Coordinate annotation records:
··········

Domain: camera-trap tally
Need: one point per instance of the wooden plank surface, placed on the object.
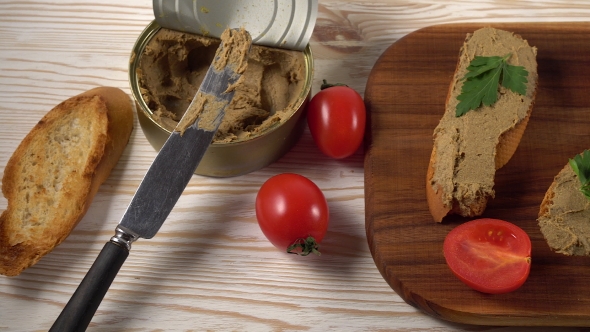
(210, 268)
(406, 92)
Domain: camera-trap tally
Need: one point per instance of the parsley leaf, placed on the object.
(484, 74)
(581, 166)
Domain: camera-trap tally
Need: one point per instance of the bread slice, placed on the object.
(52, 177)
(564, 215)
(468, 150)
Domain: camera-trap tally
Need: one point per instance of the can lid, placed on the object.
(275, 23)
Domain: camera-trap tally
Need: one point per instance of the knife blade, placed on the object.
(165, 179)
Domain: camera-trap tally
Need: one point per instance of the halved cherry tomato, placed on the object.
(336, 118)
(292, 213)
(490, 255)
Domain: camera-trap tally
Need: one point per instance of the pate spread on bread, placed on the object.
(564, 216)
(52, 177)
(468, 149)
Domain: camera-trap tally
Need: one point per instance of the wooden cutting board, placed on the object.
(405, 97)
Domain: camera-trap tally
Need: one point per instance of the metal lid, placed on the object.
(275, 23)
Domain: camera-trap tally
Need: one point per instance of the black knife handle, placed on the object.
(79, 311)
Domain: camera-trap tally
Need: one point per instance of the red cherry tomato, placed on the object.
(336, 118)
(292, 213)
(489, 255)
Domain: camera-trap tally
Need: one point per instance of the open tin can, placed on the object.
(226, 158)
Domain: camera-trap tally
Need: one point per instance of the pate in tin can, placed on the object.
(265, 118)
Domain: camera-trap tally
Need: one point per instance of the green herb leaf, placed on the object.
(482, 79)
(581, 166)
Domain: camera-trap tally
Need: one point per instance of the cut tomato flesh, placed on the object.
(489, 255)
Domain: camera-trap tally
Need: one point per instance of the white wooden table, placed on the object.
(210, 267)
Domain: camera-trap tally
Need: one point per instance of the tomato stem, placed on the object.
(308, 246)
(326, 85)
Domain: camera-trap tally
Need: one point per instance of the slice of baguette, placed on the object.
(468, 150)
(52, 177)
(564, 215)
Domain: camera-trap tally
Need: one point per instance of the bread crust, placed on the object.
(25, 239)
(507, 144)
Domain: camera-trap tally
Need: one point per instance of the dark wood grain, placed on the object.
(405, 96)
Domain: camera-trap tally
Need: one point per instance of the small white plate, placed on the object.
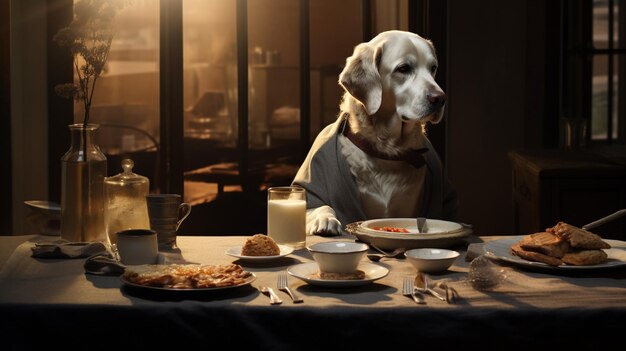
(304, 271)
(235, 251)
(433, 226)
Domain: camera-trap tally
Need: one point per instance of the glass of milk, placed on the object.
(286, 215)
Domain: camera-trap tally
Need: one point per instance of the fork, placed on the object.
(283, 285)
(408, 289)
(274, 299)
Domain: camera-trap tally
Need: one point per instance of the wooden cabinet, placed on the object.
(575, 187)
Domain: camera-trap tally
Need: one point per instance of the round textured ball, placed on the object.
(431, 260)
(260, 245)
(338, 256)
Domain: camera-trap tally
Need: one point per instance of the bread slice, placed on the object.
(260, 245)
(545, 243)
(578, 238)
(535, 256)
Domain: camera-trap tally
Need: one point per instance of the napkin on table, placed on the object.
(65, 249)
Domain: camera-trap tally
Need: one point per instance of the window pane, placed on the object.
(600, 24)
(599, 102)
(616, 95)
(209, 98)
(126, 97)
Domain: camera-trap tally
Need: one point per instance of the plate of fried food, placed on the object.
(187, 277)
(562, 247)
(259, 247)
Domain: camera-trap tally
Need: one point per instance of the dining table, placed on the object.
(54, 302)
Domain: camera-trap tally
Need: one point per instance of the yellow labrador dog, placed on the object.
(375, 161)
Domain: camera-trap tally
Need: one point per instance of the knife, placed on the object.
(421, 284)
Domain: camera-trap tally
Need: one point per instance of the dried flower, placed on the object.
(89, 38)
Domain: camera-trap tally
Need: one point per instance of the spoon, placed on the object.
(377, 257)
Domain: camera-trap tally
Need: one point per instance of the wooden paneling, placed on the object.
(575, 187)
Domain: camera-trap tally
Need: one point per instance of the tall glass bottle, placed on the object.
(83, 169)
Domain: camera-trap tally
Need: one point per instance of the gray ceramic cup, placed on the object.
(166, 212)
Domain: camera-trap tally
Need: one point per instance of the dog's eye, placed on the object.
(403, 68)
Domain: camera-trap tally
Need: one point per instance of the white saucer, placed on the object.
(303, 271)
(235, 251)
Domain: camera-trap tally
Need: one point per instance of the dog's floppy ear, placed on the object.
(360, 77)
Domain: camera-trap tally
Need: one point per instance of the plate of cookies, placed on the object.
(259, 247)
(562, 247)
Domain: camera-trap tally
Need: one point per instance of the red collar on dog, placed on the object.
(414, 157)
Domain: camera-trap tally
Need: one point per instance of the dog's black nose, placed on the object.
(438, 99)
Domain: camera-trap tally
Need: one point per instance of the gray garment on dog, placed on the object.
(325, 174)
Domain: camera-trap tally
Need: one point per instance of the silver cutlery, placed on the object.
(283, 285)
(274, 299)
(377, 257)
(422, 284)
(408, 289)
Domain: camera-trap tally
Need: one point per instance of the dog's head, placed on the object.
(394, 73)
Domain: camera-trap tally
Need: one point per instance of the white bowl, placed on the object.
(338, 256)
(431, 260)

··········

*SET EXERCISE*: Transcribe the records word for word and include no pictures.

*WRITTEN SOLUTION*:
Domain: camera-trap tally
Need: one point per instance of the wooden plank surface, placed on the object.
(210, 268)
(406, 92)
Domain: camera-trap tally
Need: one point per instance of the parsley leaf, placed on the object.
(484, 74)
(581, 166)
Domain: camera-trap tally
Need: one point per instance of the bread slice, placed on the object.
(52, 177)
(564, 215)
(468, 150)
Domain: camera-trap tally
Need: one point per instance of the can lid, placed on the object.
(275, 23)
Domain: camera-trap tally
Need: one point per instance of the knife blade, placed on the object.
(165, 179)
Domain: camera-trap tally
Need: one point per instance of the halved cherry tomato, placed on the object.
(336, 118)
(292, 213)
(490, 255)
Domain: camera-trap tally
Need: one point per instance of the pate spread on bread, placed on the object.
(564, 216)
(52, 177)
(468, 149)
Domain: camera-trap tally
Need: one point per instance of the wooden cutting board, placed on the object.
(405, 97)
Domain: camera-trap tally
Need: one point per instance of the metal lid, placed on the object.
(275, 23)
Domain: camera-trap tally
Need: one point per instance of the black knife handle, placed on the object.
(79, 311)
Domain: camera-trap tally
Need: one point per instance of the red cherry tomato, placed on the object.
(336, 118)
(292, 213)
(489, 255)
Domain: camera-trap tally
Need: one point per instance of the open tin can, placed on the object.
(226, 158)
Domain: camera-trap tally
Need: one point per instance of the pate in tin can, placed on the object.
(265, 118)
Domain: camera-trap tally
Need: one point per instance of the green herb leaf, placed on the object.
(482, 79)
(581, 166)
Domain: camera-trap tally
Need: one point per instance of the cut tomato flesh, placed on the object.
(489, 255)
Domain: camera-trap tally
Need: one point per instance of the white wooden table, placed on the object.
(210, 267)
Domain: camera-trap tally
Need: one point per instance of the tomato stem, placed on the object.
(308, 246)
(326, 85)
Domain: camera-trap tally
Need: one point per instance of the slice of baguette, placed on the object.
(468, 150)
(52, 177)
(564, 215)
Domain: camera-trap tally
Need: one point per instance of the bread crust, placed on the object.
(25, 239)
(507, 144)
Domain: camera-trap tally
Need: one point per instance of the dark wood grain, placed on the object.
(405, 96)
Domain: camera-trap tally
Need: one point per instance of the small white plate, placed on the object.
(304, 271)
(235, 251)
(433, 226)
Domain: camera-trap tally
Need: one point per instance of the glass of milk, placed on the object.
(286, 215)
Domain: camera-trap tally
Need: one point per instance of the fork, placed on the object.
(283, 285)
(408, 289)
(274, 299)
Domain: camera-trap tally
Need: one point per instance of the wooden cabinet, placed on the object.
(575, 187)
Domain: camera-trap tally
Need: one point per instance of the round textured ball, placed on the object.
(431, 260)
(260, 245)
(338, 256)
Domain: camera-trap tally
Need: one point per instance of the bread slice, placed on the object.
(260, 245)
(545, 243)
(578, 238)
(535, 256)
Domain: camera-trap tally
Need: one point per instance of the napkin on table, placed on the object.
(65, 249)
Domain: camera-trap tally
Need: one point per instance of the window pane, placed on the object.
(600, 24)
(599, 102)
(616, 95)
(209, 98)
(126, 97)
Domain: camera-trap tally
Need: one point per instance of the plate of fried food, placed on the object.
(187, 277)
(562, 247)
(259, 247)
Domain: camera-trap tally
Need: one point per instance of the dining table, placed on the object.
(54, 302)
Domain: camera-trap tally
Need: one point per instance of the yellow labrador dog, placed on the object.
(375, 161)
Domain: camera-trap tally
Need: one point per instance of the knife, placed on the object.
(421, 284)
Domain: camera-trap tally
Need: one point per instance of the dried flower, placed on the object.
(89, 38)
Domain: camera-trap tally
Need: one point per instance of the spoon, placed on the object.
(377, 257)
Domain: camera-trap tally
Need: one point per instance of the wooden paneling, placed on the object.
(575, 187)
Domain: camera-trap tally
Need: one point per instance of the tall glass bottle, placed on the object.
(83, 169)
Domain: camera-trap tally
Need: one point per instance of the gray ceramic cup, placed on the object.
(166, 212)
Domain: camera-trap tally
Need: one point per instance of the dog's eye, placed on the object.
(403, 68)
Domain: camera-trap tally
Need: one point per instance of the white saucer, placed on the object.
(303, 271)
(235, 251)
Domain: camera-trap tally
Need: one point per instance of the dog's floppy ear, placed on the object.
(360, 77)
Domain: camera-trap tally
Need: one point per instance of the plate of cookies, placed on the object.
(259, 247)
(562, 247)
Domain: camera-trap tally
Need: one point per instance of the red collar on dog, placed on the object.
(414, 157)
Domain: camera-trap tally
Need: one point per instance of the dog's black nose, placed on the object.
(438, 99)
Domain: camera-trap tally
Need: one point per instance of the gray garment on dog, placed on the object.
(325, 174)
Domain: camera-trap tally
Need: one point per instance of the silver cutlery, placed on the object.
(283, 285)
(274, 299)
(377, 257)
(422, 284)
(408, 289)
Domain: camera-trap tally
Need: one point per instance of the dog's head, placed on the object.
(394, 73)
Domain: camera-trap tally
Need: one point per instance of the white bowl, placed on the object.
(338, 256)
(431, 260)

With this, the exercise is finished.